▶ _Directions_
Begin at the line below that contains "Query: wood grain surface" and write out every line from there to the end of the entries, exactly.
━━━━━ Data section ━━━━━
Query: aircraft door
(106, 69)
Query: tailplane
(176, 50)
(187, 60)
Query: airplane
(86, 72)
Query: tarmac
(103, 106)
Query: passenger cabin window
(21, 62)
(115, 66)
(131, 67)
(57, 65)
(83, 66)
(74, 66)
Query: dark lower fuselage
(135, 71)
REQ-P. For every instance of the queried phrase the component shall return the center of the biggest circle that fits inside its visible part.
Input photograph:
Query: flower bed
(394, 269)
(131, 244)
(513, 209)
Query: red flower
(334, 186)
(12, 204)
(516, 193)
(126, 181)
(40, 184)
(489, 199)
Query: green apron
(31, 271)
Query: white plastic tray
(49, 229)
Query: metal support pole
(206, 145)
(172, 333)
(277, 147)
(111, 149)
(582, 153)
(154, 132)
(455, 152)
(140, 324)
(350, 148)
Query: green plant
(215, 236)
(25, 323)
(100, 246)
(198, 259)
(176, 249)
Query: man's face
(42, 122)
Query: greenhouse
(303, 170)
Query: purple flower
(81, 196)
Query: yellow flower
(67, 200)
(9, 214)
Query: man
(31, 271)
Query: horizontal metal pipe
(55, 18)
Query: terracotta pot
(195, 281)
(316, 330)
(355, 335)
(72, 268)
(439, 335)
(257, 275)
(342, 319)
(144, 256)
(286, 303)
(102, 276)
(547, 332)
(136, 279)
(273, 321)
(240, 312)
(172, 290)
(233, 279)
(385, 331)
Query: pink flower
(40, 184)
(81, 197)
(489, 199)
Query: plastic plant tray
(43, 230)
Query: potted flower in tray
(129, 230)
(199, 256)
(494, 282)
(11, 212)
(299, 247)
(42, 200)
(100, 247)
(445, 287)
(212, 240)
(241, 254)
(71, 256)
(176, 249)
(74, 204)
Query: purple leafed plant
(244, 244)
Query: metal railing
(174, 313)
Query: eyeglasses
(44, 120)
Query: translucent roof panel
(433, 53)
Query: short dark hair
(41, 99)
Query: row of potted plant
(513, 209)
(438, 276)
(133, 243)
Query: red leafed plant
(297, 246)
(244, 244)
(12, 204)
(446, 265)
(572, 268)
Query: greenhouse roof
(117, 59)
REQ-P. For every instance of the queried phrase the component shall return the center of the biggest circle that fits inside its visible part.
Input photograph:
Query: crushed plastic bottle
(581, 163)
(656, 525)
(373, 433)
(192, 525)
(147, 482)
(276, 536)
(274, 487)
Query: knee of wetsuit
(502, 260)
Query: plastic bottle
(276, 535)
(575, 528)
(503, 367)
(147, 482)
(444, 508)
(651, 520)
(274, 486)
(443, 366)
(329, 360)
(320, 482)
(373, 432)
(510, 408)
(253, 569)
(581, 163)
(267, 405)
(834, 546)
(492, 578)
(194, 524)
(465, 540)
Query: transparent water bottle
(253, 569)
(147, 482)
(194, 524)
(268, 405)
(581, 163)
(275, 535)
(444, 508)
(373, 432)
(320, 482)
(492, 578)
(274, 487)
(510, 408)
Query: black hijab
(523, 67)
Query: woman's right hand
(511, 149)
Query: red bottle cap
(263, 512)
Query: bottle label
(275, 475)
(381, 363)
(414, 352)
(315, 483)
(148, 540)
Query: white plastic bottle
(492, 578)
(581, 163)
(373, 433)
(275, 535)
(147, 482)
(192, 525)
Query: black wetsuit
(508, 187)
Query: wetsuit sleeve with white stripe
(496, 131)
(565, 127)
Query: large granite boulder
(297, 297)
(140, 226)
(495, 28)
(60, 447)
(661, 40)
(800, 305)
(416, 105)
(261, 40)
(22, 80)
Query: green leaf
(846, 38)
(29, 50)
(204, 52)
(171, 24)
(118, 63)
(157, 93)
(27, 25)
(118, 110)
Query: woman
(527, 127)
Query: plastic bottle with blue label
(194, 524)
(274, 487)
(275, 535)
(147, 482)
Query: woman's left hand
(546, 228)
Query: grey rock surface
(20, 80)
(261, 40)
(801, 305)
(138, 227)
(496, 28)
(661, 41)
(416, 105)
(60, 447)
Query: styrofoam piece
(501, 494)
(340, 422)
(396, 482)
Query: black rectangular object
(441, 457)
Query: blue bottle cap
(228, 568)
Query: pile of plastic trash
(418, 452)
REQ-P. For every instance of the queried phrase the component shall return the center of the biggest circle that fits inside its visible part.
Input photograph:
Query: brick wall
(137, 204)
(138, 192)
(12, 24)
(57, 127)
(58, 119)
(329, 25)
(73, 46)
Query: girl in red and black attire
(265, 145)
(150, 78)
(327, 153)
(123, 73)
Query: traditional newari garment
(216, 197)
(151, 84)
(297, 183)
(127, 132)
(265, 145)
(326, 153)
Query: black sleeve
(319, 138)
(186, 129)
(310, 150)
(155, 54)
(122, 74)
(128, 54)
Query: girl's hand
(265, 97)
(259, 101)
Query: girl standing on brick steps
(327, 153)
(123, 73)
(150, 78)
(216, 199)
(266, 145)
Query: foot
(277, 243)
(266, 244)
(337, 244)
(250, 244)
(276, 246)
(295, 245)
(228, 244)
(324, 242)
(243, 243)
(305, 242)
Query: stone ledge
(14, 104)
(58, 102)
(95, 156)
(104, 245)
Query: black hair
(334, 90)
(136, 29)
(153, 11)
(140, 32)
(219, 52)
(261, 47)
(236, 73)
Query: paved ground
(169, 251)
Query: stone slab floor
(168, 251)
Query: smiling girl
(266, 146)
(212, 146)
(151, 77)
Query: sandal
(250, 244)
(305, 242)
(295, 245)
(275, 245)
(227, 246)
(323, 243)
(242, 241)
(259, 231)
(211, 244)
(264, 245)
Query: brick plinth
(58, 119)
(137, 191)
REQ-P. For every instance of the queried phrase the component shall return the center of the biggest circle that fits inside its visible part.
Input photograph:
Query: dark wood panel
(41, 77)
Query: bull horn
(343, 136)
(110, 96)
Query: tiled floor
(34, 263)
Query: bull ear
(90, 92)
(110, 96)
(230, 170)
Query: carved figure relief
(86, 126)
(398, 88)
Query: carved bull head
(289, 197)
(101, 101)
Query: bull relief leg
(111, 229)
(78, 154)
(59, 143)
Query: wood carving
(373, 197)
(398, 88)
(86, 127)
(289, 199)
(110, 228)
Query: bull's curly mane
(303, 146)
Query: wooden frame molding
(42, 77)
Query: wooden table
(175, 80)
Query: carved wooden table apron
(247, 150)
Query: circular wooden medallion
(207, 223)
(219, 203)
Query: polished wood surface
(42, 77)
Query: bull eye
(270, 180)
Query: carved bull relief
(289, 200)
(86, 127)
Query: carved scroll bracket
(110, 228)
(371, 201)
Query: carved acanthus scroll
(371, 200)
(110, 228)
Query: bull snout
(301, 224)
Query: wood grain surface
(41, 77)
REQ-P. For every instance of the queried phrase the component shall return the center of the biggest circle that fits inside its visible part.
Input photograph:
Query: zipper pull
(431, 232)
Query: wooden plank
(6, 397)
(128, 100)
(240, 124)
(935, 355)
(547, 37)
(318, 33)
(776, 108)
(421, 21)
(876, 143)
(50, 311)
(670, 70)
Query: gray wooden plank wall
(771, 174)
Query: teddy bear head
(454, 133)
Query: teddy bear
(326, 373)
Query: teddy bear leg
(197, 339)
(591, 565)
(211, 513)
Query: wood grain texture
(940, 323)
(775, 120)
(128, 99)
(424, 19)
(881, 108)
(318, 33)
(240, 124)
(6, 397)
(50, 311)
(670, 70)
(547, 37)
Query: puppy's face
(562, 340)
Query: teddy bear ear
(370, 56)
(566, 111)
━━━━━
▶ _Task response_
Query: wood grain surface
(41, 77)
REQ-P. For every instance of the queried phrase the component shall return the center of the biggest circle that fits inside its visible part.
Input photograph:
Query: zipper pull
(431, 232)
Query: wooden plank
(6, 397)
(128, 100)
(240, 124)
(935, 355)
(547, 37)
(318, 33)
(776, 108)
(421, 21)
(876, 143)
(50, 311)
(670, 70)
Query: gray wooden plank wall
(771, 174)
Query: teddy bear head
(454, 133)
Query: teddy bear
(326, 373)
Query: teddy bear leg
(197, 339)
(591, 565)
(211, 513)
Query: wood grain texture
(940, 323)
(775, 120)
(128, 99)
(424, 19)
(881, 108)
(318, 33)
(240, 124)
(6, 397)
(50, 311)
(670, 70)
(547, 37)
Query: puppy's face
(562, 340)
Query: teddy bear ear
(370, 56)
(566, 111)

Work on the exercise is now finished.